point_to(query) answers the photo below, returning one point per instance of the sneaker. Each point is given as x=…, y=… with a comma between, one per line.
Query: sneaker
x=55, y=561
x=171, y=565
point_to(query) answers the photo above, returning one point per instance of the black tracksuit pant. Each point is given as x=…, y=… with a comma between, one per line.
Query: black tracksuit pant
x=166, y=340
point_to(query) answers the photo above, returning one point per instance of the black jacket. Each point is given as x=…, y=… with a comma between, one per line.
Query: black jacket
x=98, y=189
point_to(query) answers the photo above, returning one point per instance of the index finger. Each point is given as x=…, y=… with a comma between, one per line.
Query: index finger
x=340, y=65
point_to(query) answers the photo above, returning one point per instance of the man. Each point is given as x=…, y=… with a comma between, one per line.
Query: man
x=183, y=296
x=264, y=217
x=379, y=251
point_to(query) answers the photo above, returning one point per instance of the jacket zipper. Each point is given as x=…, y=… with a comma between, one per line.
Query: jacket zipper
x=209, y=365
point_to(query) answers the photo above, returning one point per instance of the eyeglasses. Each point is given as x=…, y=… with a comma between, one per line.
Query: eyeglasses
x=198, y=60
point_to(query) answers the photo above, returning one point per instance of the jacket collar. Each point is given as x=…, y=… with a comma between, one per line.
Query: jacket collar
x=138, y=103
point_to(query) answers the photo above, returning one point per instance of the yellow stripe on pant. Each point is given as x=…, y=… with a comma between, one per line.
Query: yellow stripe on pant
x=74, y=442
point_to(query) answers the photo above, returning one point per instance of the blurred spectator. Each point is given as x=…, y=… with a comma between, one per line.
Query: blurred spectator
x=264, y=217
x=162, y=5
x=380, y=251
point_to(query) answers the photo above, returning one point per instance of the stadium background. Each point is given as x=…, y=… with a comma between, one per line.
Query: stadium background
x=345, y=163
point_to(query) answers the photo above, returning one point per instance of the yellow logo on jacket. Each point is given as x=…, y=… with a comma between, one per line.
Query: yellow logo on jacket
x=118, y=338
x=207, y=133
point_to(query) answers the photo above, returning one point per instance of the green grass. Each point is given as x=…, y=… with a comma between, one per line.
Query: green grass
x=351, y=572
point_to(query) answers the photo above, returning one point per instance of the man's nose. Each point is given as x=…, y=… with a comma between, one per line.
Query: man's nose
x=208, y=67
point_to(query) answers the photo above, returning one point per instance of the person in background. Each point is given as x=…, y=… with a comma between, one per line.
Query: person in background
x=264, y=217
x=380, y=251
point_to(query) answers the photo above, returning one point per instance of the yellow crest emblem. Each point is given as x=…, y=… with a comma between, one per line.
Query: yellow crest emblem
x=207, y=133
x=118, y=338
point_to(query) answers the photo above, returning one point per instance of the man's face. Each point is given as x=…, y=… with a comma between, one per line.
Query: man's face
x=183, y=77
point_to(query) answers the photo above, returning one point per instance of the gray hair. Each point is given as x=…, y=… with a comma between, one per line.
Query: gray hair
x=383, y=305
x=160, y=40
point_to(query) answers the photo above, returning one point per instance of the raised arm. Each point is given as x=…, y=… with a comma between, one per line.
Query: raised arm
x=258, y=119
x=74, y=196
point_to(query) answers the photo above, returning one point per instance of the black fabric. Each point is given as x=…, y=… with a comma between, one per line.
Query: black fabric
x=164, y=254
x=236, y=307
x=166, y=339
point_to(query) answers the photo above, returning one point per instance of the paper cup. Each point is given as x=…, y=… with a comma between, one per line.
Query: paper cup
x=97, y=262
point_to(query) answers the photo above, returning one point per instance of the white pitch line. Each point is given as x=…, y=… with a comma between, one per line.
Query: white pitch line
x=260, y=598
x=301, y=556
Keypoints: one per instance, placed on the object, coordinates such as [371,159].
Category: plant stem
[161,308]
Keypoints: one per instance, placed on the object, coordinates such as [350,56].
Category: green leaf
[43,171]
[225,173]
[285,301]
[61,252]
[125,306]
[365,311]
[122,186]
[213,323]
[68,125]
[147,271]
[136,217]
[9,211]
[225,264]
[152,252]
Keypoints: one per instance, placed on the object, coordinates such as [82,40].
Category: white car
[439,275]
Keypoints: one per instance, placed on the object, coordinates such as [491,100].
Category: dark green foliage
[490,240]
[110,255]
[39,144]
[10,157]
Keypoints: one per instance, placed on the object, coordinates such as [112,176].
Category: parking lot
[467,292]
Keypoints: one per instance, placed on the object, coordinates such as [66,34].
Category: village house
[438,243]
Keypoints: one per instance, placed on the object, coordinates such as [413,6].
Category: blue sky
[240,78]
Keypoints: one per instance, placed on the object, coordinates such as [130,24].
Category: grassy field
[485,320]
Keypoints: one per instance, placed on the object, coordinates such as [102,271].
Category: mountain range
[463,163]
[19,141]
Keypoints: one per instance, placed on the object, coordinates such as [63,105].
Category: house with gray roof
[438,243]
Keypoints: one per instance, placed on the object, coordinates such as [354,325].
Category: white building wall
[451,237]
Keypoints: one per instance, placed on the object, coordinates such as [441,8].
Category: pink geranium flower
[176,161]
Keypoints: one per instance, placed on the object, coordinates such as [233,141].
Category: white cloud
____
(Exercise)
Extract the listing in its entirety and repeat it exactly.

(Written answer)
point_to(query) answers the photo below, returning one point per instance of the sneaker. Each point is given as x=…, y=… with a comma between, one per line.
Query: sneaker
x=55, y=561
x=171, y=565
point_to(query) answers the photo above, returning one point per instance of the black tracksuit pant. Each point is given as x=…, y=… with a comma between, one per line.
Query: black tracksuit pant
x=166, y=340
point_to(query) answers the photo above, returning one point per instance of the black jacket. Each point is given as x=…, y=… with a comma between, one per line.
Query: black jacket
x=98, y=189
point_to(query) answers the photo above, returning one point per instance of the index finger. Each point is given as x=…, y=… with a comma between, one per line.
Query: index finger
x=340, y=65
point_to(query) answers the photo above, returning one point per instance of the man. Each point is given as x=…, y=… with a comma between, one per line.
Query: man
x=183, y=296
x=264, y=217
x=379, y=251
point_to(query) answers the photo above, returning one point per instance of the jacket zipper. Each point is given as x=…, y=… with a comma between, one per line.
Query: jacket zipper
x=209, y=365
point_to(query) answers the photo above, returning one point per instance of the eyeglasses. Each point is given as x=…, y=… with a comma between, one per line.
Query: eyeglasses
x=198, y=60
point_to(query) answers the photo above, returning one point per instance of the jacket collar. Each point is given as x=…, y=… with a comma between, one per line.
Query: jacket collar
x=138, y=103
point_to(query) answers the photo above, returning one point per instance of the yellow stripe on pant. Each point is given as x=…, y=… with a comma between, one per line.
Query: yellow stripe on pant
x=74, y=442
point_to(query) answers the photo above, returning one point per instance of the blurred spectator. Each point is given as x=…, y=… with a comma between, one per line.
Query: blurred spectator
x=264, y=217
x=162, y=5
x=380, y=251
point_to(query) answers the photo above, returning one point per instance of the stadium background. Each point is given as x=…, y=… with a comma between, one per line.
Query: stadium background
x=345, y=163
point_to(query) answers the photo above, returning one point per instance of the yellow logo on jacket. Each point is given as x=…, y=… with a comma between, one per line.
Query: yellow logo on jacket
x=118, y=338
x=207, y=133
point_to(query) answers the photo above, returning one point per instance of the green grass. Each point is given as x=…, y=… with a comma between, one per line.
Query: green grass
x=351, y=572
point_to(query) answers the photo above, returning one point per instance of the man's nose. Each point is given as x=…, y=… with a comma between, one per line.
Query: man's nose
x=208, y=67
point_to(query) answers the photo above, returning one point per instance of the person in background. Each point is given as x=…, y=… with a comma between, one per line.
Query: person in background
x=264, y=217
x=380, y=251
point_to(query) answers the photo above, returning one point per instance of the yellow crest emblem. Each point is given as x=…, y=… with a comma between, one per line.
Query: yellow crest emblem
x=207, y=133
x=118, y=338
point_to(query) answers the photo above, returning one point per instance of the man's face. Each point is given as x=…, y=… with a comma between, one per line.
Query: man's face
x=183, y=77
point_to(query) answers the photo above, returning one point per instance of the gray hair. Each point is given as x=…, y=… with a comma between, one per line.
Query: gray hair
x=383, y=305
x=160, y=40
point_to(query) answers the photo above, returning one point per instance of the raised arm. Each point is given as x=…, y=… with a comma between, one per line.
Query: raised arm
x=258, y=119
x=74, y=196
point_to(query) answers the photo above, returning one point per instance of the black fabric. Each point is given as x=…, y=… with a comma between, one per line.
Query: black fabric
x=164, y=254
x=236, y=307
x=166, y=339
point_to(query) answers the photo above, returning one point per instance of the paper cup. Each point is given as x=…, y=… with a comma between, one per line.
Query: paper cup
x=97, y=262
point_to(query) answers the photo above, returning one point per instance of the white pitch line. Each point is given as x=…, y=… with a comma between, one per line.
Query: white pitch line
x=260, y=598
x=301, y=556
Keypoints: one per instance, placed on the object, coordinates such as [371,159].
Category: plant stem
[161,308]
Keypoints: one per instance, placed on the object, coordinates such as [350,56].
Category: green leaf
[43,171]
[225,173]
[285,301]
[61,252]
[125,306]
[365,311]
[122,186]
[213,323]
[68,125]
[147,271]
[136,217]
[9,211]
[225,264]
[152,252]
Keypoints: one per instance, placed on the object, coordinates such as [82,40].
Category: white car
[439,275]
Keypoints: one per instance, placed on the object, coordinates such as [491,100].
Category: dark green foliage
[490,240]
[110,255]
[39,144]
[10,157]
Keypoints: one per instance, placed on the object, coordinates such as [112,176].
Category: parking lot
[467,292]
Keypoints: one per instance, placed on the object, coordinates such as [66,34].
Category: village house
[438,243]
Keypoints: one per instance, placed on the object, coordinates such as [413,6].
Category: blue sky
[240,78]
Keypoints: one per instance, placed on the object, coordinates such as [130,24].
Category: grassy field
[485,320]
Keypoints: one per instance, placed on the object, coordinates such as [102,271].
Category: mountain range
[463,163]
[19,141]
Keypoints: one per instance, placed on the object, coordinates such as [63,105].
Category: house with gray roof
[438,243]
Keypoints: one per instance, placed on the object, coordinates such as [354,325].
Category: white building wall
[451,237]
Keypoints: one per instance, placed on the object, coordinates such as [441,8].
Category: pink geranium flower
[176,161]
Keypoints: one per instance, placed on the object, coordinates such as [233,141].
Category: white cloud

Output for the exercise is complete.